• **Objective**: Reproduce every line of the listing below without changing any wording, spacing, or punctuation.

==============================

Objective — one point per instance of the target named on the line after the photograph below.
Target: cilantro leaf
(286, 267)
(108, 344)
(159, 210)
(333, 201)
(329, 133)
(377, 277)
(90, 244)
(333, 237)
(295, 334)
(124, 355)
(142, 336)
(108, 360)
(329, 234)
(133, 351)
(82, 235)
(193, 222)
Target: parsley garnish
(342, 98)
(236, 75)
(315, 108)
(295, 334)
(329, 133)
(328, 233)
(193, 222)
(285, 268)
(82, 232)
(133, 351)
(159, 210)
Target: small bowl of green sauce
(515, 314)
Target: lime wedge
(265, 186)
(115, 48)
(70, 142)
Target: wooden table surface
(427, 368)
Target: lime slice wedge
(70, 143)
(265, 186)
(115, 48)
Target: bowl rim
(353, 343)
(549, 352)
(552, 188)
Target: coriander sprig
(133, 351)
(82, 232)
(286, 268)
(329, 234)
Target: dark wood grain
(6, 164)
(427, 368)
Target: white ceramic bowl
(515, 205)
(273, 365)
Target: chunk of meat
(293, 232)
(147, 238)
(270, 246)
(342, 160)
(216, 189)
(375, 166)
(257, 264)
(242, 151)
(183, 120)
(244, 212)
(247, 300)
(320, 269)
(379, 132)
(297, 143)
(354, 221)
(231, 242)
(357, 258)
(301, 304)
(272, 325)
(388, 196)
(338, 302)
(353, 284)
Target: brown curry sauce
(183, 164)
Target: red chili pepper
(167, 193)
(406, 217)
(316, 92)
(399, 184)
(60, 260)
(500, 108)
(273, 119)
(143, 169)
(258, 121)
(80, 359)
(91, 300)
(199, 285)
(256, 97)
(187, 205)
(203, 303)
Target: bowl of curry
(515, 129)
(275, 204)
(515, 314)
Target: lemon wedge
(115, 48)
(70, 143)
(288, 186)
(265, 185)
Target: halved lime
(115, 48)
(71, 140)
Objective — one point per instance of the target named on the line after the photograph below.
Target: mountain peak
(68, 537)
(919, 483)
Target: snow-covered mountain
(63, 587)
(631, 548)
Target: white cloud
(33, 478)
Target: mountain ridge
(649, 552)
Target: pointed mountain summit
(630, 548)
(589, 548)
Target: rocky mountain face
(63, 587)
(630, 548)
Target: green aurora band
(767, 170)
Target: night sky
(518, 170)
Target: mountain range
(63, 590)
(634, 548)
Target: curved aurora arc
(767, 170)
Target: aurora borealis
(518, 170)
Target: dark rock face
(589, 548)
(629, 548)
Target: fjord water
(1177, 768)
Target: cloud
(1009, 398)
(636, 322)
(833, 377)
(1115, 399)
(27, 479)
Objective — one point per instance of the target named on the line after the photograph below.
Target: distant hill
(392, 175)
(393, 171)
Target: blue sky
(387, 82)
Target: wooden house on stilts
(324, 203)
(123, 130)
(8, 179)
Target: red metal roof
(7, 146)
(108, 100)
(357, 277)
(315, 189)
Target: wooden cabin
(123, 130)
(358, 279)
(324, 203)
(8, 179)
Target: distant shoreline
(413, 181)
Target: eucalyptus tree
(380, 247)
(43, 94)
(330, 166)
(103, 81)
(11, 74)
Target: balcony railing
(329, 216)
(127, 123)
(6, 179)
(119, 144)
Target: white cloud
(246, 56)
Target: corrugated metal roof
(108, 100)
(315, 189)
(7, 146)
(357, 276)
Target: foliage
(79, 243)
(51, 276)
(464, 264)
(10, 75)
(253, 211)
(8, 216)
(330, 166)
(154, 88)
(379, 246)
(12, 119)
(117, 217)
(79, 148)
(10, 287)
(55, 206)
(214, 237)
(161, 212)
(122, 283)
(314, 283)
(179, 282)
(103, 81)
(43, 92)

==============================

• **Answer in full**:
Objective — one point per instance of the target named on the line after the photograph below.
Target: cilantro leaf
(286, 267)
(108, 344)
(159, 210)
(333, 201)
(329, 133)
(377, 277)
(90, 244)
(333, 237)
(295, 334)
(124, 355)
(142, 336)
(108, 360)
(329, 234)
(133, 351)
(82, 235)
(193, 222)
Target: parsley garnish
(342, 98)
(236, 75)
(315, 108)
(295, 334)
(329, 133)
(328, 233)
(193, 222)
(285, 268)
(82, 232)
(133, 351)
(159, 210)
Target: small bowl of green sauce
(515, 314)
Target: lime wedge
(265, 186)
(115, 48)
(70, 142)
Target: wooden table surface
(427, 368)
Target: lime slice wedge
(70, 143)
(265, 186)
(115, 48)
Target: bowl rim
(353, 343)
(549, 352)
(552, 188)
Target: coriander sprig
(133, 351)
(82, 232)
(286, 268)
(329, 234)
Target: dark wood grain
(6, 164)
(427, 368)
Target: white ceramic bowl
(515, 205)
(273, 365)
Target: chunk of meat
(293, 232)
(147, 238)
(270, 246)
(342, 160)
(216, 189)
(375, 166)
(257, 264)
(242, 151)
(183, 120)
(244, 212)
(247, 300)
(320, 269)
(379, 132)
(297, 143)
(354, 221)
(231, 242)
(357, 258)
(301, 304)
(272, 325)
(388, 196)
(338, 302)
(353, 284)
Target: brown curry sauce
(183, 164)
Target: red chili pepper
(167, 193)
(406, 217)
(316, 92)
(399, 184)
(60, 260)
(500, 108)
(273, 119)
(143, 169)
(258, 121)
(80, 359)
(91, 300)
(199, 285)
(256, 97)
(187, 205)
(203, 303)
Target: bowl of curry
(515, 129)
(275, 204)
(515, 314)
Target: lemon wedge
(115, 48)
(70, 143)
(288, 186)
(265, 185)
Target: halved lime
(115, 48)
(71, 140)
Objective — one point per instance of the target named on the line after the photograph below.
Target: mountain peak
(68, 537)
(919, 483)
Target: snow-covered mountain
(63, 587)
(631, 548)
Target: white cloud
(33, 478)
Target: mountain ridge
(649, 552)
Target: pointed mountain summit
(630, 548)
(589, 548)
Target: rocky mountain face
(63, 587)
(630, 548)
Target: green aurora band
(767, 170)
Target: night sky
(518, 170)
Target: mountain range
(63, 590)
(634, 548)
Target: curved aurora arc
(767, 170)
Target: aurora borealis
(518, 170)
Target: dark rock face
(589, 548)
(629, 548)
Target: fjord water
(1177, 768)
Target: cloud
(1009, 398)
(636, 322)
(833, 377)
(1115, 399)
(27, 479)
Objective — one point per instance of the target named on the line after the photograph below.
Target: distant hill
(392, 175)
(393, 171)
Target: blue sky
(387, 82)
Target: wooden house on stilts
(324, 203)
(123, 130)
(8, 179)
Target: red metal roof
(7, 146)
(108, 100)
(357, 277)
(315, 189)
Target: wooden cabin
(123, 130)
(358, 279)
(324, 203)
(8, 179)
Target: distant shoreline
(413, 181)
Target: eucalyptus tree
(380, 247)
(43, 94)
(330, 166)
(103, 81)
(11, 74)
Target: balcony railing
(329, 216)
(127, 123)
(6, 179)
(119, 144)
Target: white cloud
(246, 56)
Target: corrugated metal roof
(108, 100)
(315, 189)
(7, 146)
(357, 276)
Target: foliage
(79, 243)
(51, 276)
(464, 264)
(10, 75)
(253, 211)
(8, 216)
(330, 166)
(154, 88)
(379, 246)
(12, 119)
(117, 217)
(79, 148)
(10, 287)
(55, 206)
(214, 237)
(161, 212)
(122, 283)
(314, 283)
(179, 282)
(103, 81)
(43, 92)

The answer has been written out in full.